INSTRUCTIONS >>
1 - Answer these questions from the Mnesia deadlock thread:
(a) Which source file does the patch change?
(b) What does Igor ask about the patch in his reply?
(c) In which function's clause does the patch add the ets_insert lines?
2 - Write the next part of the Mnesia deadlock thread, starting after its last quoted line.

SOURCE TEXT >>
[erlang-bugs] Re: Mnesia deadlocks (?) while loading table

Igor Ribeiro Sucupira igorrs@REDACTED
Tue Jan 26 00:55:05 CET 2010


Thank you. The problem seems to be fixed with the patch (and I've also
verified on the original system where I detected the problem).

So, is this patch going to be in the next release?

Best regards.
Igor.

On Mon, Jan 25, 2010 at 11:00 AM, Dan Gudmundsson <dgud@REDACTED> wrote:
> Here is a patch:
>
> diff --git a/lib/mnesia/src/mnesia_tm.erl b/lib/mnesia/src/mnesia_tm.erl
> index 3f3a10a..5a2407d 100644
> --- a/lib/mnesia/src/mnesia_tm.erl
> +++ b/lib/mnesia/src/mnesia_tm.erl
> @@ -1388,7 +1388,9 @@ multi_commit(sync_sym_trans, Tid, CR, Store) ->
>     {WaitFor, Local} = ask_commit(sync_sym_trans, Tid, CR, DiscNs, RamNs),
>     {Outcome, []} = rec_all(WaitFor, Tid, do_commit, []),
>     ?eval_debug_fun({?MODULE, multi_commit_sym_sync},
> -                   [{tid, Tid}, {outcome, Outcome}]),
> +                   [{tid, Tid}, {outcome, Outcome}]),
> +    [?ets_insert(Store, {waiting_for_commit_ack, Node}) ||
> +       Node <- WaitFor],
>     rpc:abcast(DiscNs -- [node()], ?MODULE, {Tid, Outcome}),
>     rpc:abcast(RamNs -- [node()], ?MODULE, {Tid, Outcome}),
>     case Outcome of
>
> /Dan
>
> On Mon, Jan 25, 2010 at 8:39 AM, Dan Gudmundsson <dangud@REDACTED> wrote:
>> Thanks, I'll have a look at it.

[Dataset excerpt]
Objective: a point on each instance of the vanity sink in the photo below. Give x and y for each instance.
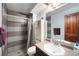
(53, 49)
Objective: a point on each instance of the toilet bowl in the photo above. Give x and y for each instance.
(31, 51)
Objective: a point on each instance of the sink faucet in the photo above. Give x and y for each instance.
(56, 42)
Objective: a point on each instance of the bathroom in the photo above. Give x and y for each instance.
(39, 29)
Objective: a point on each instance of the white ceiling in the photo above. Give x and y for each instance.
(21, 7)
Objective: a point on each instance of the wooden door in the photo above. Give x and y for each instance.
(71, 27)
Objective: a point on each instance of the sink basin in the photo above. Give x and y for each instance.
(53, 49)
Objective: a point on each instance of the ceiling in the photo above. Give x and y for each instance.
(21, 7)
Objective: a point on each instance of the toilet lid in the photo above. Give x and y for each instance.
(31, 50)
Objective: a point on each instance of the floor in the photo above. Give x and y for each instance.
(19, 52)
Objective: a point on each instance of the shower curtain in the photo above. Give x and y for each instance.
(31, 40)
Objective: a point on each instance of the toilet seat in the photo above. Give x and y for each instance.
(31, 50)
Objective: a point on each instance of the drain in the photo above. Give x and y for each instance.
(18, 52)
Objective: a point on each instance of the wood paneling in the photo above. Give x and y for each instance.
(72, 27)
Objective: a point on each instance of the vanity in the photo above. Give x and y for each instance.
(40, 50)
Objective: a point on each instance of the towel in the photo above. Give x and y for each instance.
(4, 35)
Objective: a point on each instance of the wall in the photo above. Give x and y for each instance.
(0, 24)
(17, 32)
(4, 25)
(57, 18)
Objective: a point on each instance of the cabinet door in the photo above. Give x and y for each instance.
(71, 27)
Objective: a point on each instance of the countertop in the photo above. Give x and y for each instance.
(68, 51)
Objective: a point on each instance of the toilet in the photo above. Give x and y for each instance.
(31, 51)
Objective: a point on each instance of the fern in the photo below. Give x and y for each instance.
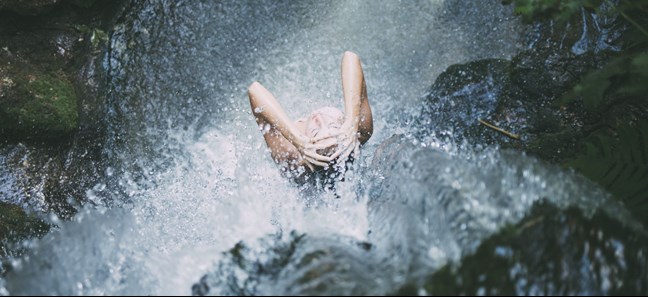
(619, 163)
(622, 79)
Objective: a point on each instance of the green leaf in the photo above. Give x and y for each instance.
(618, 161)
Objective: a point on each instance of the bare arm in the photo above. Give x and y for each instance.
(356, 104)
(266, 108)
(284, 139)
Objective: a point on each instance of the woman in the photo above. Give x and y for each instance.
(325, 137)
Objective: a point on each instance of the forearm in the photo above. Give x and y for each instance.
(352, 86)
(267, 110)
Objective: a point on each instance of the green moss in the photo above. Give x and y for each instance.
(40, 106)
(16, 225)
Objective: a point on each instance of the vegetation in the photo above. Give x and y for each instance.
(614, 150)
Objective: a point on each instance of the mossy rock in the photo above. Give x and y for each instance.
(16, 225)
(34, 104)
(550, 252)
(28, 7)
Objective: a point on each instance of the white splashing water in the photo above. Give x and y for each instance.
(193, 166)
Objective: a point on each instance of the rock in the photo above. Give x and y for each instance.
(550, 252)
(35, 104)
(299, 265)
(28, 7)
(16, 225)
(521, 96)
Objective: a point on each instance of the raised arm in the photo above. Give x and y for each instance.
(356, 104)
(282, 136)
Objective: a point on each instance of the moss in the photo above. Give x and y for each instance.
(39, 106)
(544, 254)
(16, 225)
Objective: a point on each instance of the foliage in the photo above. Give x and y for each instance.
(619, 163)
(615, 98)
(559, 10)
(622, 79)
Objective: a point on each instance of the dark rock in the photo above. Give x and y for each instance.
(28, 7)
(302, 265)
(522, 96)
(34, 104)
(550, 252)
(50, 160)
(16, 225)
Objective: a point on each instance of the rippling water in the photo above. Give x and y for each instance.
(190, 175)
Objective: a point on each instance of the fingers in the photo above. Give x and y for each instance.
(316, 156)
(315, 162)
(347, 152)
(320, 138)
(342, 148)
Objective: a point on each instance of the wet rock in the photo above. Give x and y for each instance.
(300, 265)
(550, 252)
(35, 104)
(522, 96)
(28, 7)
(16, 225)
(52, 105)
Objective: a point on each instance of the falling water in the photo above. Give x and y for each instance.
(190, 175)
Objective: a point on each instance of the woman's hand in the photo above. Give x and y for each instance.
(346, 140)
(310, 150)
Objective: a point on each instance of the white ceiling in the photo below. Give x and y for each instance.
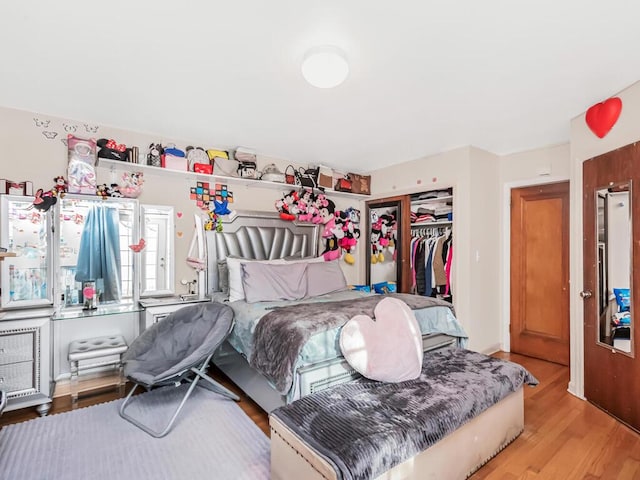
(426, 76)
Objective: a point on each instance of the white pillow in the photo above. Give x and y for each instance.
(324, 277)
(236, 291)
(270, 283)
(387, 349)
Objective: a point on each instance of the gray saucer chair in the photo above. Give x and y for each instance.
(177, 349)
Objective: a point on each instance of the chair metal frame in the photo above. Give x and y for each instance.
(199, 374)
(193, 374)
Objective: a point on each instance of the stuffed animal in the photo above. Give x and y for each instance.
(376, 234)
(101, 190)
(60, 186)
(111, 150)
(196, 155)
(321, 201)
(350, 235)
(44, 200)
(307, 210)
(154, 157)
(131, 186)
(113, 190)
(287, 206)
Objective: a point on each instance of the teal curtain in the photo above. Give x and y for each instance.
(99, 252)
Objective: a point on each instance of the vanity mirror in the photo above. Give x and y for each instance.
(94, 239)
(614, 253)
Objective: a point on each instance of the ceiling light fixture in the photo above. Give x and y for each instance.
(325, 66)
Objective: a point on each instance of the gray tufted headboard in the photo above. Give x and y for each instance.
(258, 235)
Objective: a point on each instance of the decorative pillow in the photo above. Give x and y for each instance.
(236, 292)
(387, 349)
(324, 277)
(223, 276)
(299, 259)
(270, 283)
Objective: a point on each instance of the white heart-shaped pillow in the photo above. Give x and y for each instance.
(387, 349)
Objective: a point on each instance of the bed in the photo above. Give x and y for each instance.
(461, 411)
(318, 364)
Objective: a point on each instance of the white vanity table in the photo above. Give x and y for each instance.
(41, 297)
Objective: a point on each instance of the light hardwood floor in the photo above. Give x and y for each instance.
(564, 437)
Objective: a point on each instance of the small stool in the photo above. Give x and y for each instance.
(96, 352)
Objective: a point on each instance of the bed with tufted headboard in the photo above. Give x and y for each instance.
(318, 364)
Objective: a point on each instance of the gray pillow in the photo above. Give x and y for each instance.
(324, 277)
(271, 282)
(223, 276)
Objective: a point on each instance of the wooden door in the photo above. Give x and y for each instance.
(611, 376)
(540, 272)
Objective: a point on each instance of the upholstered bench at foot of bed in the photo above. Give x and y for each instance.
(456, 456)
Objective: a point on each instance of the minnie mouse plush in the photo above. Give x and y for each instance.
(350, 235)
(331, 233)
(376, 235)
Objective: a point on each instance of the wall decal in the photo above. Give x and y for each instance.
(138, 247)
(41, 123)
(602, 116)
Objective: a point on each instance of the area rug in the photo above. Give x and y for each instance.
(212, 438)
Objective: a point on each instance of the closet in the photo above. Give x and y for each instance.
(416, 252)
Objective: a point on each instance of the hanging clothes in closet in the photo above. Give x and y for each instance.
(431, 260)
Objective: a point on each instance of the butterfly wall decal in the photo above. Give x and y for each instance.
(50, 135)
(41, 123)
(137, 247)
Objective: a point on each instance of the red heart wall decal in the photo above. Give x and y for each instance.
(601, 117)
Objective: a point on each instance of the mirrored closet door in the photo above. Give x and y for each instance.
(611, 187)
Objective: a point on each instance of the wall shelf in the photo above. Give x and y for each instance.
(201, 177)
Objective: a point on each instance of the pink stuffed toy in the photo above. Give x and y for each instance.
(330, 233)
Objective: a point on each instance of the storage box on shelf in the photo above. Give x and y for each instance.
(25, 360)
(248, 182)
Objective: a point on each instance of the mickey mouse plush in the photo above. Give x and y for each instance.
(154, 157)
(60, 186)
(287, 206)
(44, 200)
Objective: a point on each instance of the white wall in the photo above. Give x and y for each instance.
(484, 250)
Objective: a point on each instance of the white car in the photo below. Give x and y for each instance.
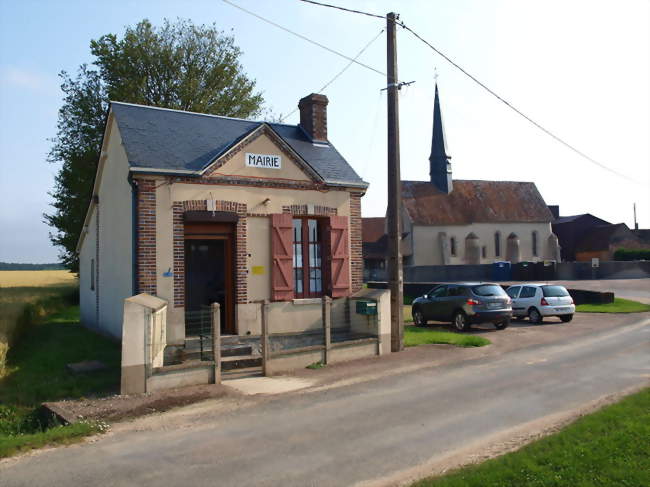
(537, 301)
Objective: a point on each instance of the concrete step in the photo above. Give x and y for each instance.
(240, 362)
(241, 373)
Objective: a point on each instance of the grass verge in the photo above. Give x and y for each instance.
(619, 305)
(608, 447)
(414, 335)
(36, 372)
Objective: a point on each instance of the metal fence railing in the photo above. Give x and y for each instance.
(203, 335)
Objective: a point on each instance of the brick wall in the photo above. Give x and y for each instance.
(146, 244)
(356, 255)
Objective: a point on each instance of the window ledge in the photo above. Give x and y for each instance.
(307, 301)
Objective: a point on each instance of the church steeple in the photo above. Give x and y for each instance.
(440, 167)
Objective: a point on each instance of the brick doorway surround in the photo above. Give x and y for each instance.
(179, 208)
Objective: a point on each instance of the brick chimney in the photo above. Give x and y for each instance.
(313, 116)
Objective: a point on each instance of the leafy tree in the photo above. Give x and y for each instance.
(179, 65)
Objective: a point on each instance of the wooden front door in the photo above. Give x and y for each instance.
(209, 272)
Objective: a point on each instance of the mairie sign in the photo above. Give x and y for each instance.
(264, 161)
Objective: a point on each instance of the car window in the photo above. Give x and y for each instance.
(527, 292)
(488, 290)
(554, 291)
(454, 291)
(513, 291)
(438, 292)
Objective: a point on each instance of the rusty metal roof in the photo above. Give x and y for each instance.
(602, 236)
(372, 228)
(473, 201)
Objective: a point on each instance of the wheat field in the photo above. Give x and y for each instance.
(19, 289)
(36, 278)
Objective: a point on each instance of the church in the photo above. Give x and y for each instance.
(468, 222)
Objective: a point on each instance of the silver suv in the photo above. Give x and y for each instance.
(537, 301)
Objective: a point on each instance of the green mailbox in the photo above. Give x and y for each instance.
(366, 308)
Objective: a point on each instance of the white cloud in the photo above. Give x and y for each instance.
(29, 80)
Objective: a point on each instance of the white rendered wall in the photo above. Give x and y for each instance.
(115, 236)
(87, 303)
(427, 251)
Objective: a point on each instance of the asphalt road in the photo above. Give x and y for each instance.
(364, 431)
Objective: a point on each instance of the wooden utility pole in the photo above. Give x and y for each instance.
(394, 215)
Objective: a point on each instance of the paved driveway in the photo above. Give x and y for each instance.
(360, 432)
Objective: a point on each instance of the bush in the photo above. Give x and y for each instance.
(632, 254)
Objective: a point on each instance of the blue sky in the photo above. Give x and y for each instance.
(581, 68)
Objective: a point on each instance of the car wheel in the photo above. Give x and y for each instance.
(460, 321)
(534, 316)
(502, 325)
(418, 318)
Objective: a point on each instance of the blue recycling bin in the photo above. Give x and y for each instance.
(501, 271)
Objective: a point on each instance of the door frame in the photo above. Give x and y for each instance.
(218, 231)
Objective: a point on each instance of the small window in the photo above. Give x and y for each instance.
(307, 258)
(513, 291)
(527, 292)
(92, 274)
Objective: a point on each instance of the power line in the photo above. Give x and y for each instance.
(305, 38)
(345, 9)
(516, 110)
(324, 87)
(482, 85)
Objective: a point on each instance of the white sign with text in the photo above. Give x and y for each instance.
(263, 161)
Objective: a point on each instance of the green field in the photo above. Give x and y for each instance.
(607, 448)
(49, 337)
(619, 305)
(414, 335)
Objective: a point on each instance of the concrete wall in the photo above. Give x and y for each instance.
(114, 264)
(143, 341)
(427, 249)
(300, 360)
(293, 316)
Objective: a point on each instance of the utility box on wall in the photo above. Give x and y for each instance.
(366, 307)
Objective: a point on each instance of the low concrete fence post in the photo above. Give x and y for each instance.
(327, 327)
(265, 337)
(216, 341)
(143, 341)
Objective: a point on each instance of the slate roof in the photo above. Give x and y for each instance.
(602, 236)
(474, 201)
(573, 218)
(173, 140)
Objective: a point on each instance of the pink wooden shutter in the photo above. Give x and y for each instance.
(282, 256)
(340, 256)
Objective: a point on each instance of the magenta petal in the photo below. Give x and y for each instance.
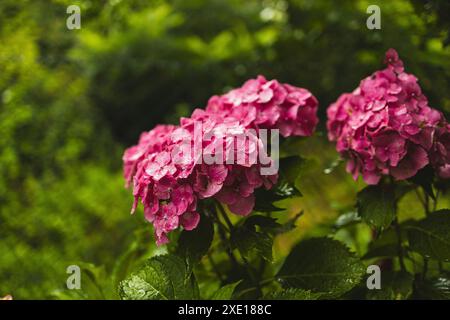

ANSWERS FOR THE EXERCISE >>
1 -
(a) lib/mnesia/src/mnesia_tm.erl
(b) He asks whether the patch is going to be in the next release.
(c) multi_commit (the sync_sym_trans clause)

2 -
>> I'm on a hunt for a deadlock I can't reproduce...
>>
>> /Dan
>>
>> On Sun, Jan 24, 2010 at 5:48 PM, Igor Ribeiro Sucupira <igorrs@REDACTED> wrote:
>>> It's not so easy as I thought to reproduce the problem with only one table.
>>> I am attaching code that creates more tables and executes transactions
>>> with two of them. This is not a necessary condition to reproduce the
>>> problem, but it helps a lot.
>>>
>>> Open 2 terminals and start one node on each:
>>> erl -sname test1
>>> erl -sname test2
>>> Create everything from the first node (substitute igorrs with your
>>> server's name):
>>> (test1@REDACTED)1> load_dl:start(test2@REDACTED).
>>> Run this restart loop on second node:
>>> (test2@REDACTED)1> load_dl:restart_forever().
>>>
>>> At some point, the second node will stop printing and the last message
>>> will be "Started. Waiting for tables." It will be hung forever, not
>>> being able to load the tables. At the same time, the current
>>> transaction on the first node will also be hung forever (I got some
>>> info - see below - by running some RPCs from a third node).
>>>
>>> Igor.
>>>
>>> On Sun, Jan 24, 2010 at 5:51 AM, Igor Ribeiro Sucupira <igorrs@REDACTED> wrote:
>>>> I have been able to reproduce this some times on a 64-bit Ubuntu, a
>>>> 64-bit CentOS and a 32-bit Ubuntu, running R13B02.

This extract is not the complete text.